Rows of outlines for labeled areas
┌──

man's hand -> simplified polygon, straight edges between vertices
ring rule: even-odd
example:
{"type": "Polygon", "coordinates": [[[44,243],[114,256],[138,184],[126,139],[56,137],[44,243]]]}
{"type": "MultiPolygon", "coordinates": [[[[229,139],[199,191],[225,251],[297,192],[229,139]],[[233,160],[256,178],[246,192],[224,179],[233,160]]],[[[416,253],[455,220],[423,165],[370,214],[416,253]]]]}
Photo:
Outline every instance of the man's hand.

└──
┌──

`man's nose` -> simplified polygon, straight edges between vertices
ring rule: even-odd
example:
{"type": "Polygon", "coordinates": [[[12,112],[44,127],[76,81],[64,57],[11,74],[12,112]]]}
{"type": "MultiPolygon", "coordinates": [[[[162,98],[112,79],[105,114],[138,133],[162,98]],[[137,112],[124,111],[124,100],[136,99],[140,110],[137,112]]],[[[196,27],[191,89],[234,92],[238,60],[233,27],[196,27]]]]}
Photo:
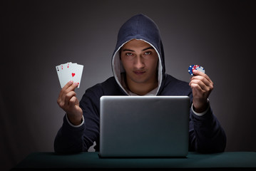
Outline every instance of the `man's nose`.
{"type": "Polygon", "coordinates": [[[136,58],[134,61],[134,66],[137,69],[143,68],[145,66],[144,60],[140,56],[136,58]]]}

└──

GIVEN REQUEST - Pull out every line in the rows above that contains the word "vertices", and copy each of those lines in full.

TASK RESPONSE -
man's hand -> simplified polygon, straight edges between vertices
`man's nose` -> simplified polygon, straight edges between vertices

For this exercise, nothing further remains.